WORK REQUIRED:
When you reach the line with "The prompts of" in the listing below, transcribe it and each line after it up to and including the line with "5L0 2L1 59L180", exactly and with nothing else.

EXERCISE DATA:
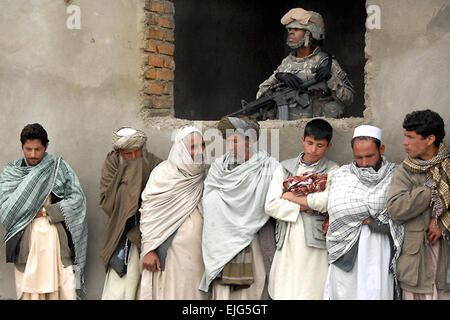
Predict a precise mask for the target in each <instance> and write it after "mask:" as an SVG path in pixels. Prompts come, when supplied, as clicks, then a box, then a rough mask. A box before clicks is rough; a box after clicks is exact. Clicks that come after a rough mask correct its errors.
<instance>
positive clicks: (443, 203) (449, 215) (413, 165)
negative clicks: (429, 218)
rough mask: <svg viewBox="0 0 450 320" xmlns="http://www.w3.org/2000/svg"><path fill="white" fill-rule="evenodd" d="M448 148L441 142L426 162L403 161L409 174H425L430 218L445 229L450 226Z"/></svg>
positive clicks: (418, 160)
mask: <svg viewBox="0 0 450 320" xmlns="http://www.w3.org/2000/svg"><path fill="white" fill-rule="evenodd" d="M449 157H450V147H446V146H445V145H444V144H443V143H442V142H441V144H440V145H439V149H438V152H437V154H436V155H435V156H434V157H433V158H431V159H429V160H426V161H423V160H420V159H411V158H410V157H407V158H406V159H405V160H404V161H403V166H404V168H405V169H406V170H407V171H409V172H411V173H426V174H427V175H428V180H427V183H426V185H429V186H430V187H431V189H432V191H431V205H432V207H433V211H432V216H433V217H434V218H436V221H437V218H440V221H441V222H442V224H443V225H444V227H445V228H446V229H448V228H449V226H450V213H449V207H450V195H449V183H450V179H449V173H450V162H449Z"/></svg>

==

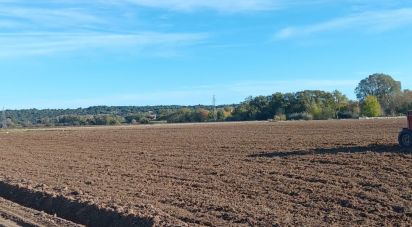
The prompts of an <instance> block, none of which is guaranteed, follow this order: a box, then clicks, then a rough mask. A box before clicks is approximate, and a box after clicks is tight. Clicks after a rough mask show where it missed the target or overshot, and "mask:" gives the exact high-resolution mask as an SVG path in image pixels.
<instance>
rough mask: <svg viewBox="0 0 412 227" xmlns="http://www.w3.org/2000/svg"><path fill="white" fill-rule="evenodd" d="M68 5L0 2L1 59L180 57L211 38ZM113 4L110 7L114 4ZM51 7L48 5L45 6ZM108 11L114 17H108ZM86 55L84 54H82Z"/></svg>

* * *

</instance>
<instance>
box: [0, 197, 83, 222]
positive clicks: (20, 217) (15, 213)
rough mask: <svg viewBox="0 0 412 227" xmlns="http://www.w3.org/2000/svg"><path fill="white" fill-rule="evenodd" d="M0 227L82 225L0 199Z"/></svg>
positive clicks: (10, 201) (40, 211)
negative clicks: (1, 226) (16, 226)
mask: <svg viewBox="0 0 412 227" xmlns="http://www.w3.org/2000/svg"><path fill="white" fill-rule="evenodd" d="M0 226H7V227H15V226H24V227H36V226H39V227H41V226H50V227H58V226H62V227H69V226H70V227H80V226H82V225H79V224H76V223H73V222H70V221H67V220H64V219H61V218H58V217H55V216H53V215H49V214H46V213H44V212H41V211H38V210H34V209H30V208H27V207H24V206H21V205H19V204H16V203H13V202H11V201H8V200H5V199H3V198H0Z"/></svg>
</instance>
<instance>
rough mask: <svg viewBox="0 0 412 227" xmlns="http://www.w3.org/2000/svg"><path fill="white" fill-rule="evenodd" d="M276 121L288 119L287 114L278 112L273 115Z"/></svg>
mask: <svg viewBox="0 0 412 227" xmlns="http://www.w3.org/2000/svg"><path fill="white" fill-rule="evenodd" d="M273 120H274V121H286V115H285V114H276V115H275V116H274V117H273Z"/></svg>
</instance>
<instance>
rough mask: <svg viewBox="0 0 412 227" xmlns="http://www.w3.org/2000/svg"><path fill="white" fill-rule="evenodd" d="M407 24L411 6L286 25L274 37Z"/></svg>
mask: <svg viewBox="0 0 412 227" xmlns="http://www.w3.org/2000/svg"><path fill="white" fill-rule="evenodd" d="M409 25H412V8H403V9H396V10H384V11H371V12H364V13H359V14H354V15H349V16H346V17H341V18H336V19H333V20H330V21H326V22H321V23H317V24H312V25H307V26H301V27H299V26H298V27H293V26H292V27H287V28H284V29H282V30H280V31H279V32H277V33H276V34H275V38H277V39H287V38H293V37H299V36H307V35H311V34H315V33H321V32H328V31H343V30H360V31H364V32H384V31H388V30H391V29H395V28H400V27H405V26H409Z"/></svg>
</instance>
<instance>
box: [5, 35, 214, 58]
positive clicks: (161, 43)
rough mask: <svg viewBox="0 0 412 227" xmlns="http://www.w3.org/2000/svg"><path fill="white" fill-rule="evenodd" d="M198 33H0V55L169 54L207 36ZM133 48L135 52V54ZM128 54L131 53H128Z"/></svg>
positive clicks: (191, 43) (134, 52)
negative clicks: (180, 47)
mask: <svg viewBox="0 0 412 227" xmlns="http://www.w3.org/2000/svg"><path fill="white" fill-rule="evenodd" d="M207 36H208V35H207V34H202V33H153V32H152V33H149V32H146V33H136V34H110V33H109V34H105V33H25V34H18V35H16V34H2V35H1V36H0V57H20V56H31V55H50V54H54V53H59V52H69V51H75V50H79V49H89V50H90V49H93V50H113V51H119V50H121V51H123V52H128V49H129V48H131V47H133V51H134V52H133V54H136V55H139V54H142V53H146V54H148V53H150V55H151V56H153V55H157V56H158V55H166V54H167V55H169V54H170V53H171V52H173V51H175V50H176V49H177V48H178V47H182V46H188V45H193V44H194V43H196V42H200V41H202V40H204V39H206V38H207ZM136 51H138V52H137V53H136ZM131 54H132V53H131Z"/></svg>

RESULT:
The prompts of an <instance> block, none of which is guaranteed, follow this order: a box, then clicks, then a rough mask. A box before clicks is approximate, and a box after clicks is tight. Clicks after a rough mask show where it missed the target or overshot, and "mask:" gives the exact high-resolution mask as an SVG path in image pixels.
<instance>
rough mask: <svg viewBox="0 0 412 227" xmlns="http://www.w3.org/2000/svg"><path fill="white" fill-rule="evenodd" d="M68 5L0 2L1 59L180 57L211 38ZM113 4L110 7L114 4ZM51 7L48 5L45 6ZM108 11L114 17H108ZM86 55L84 54H82Z"/></svg>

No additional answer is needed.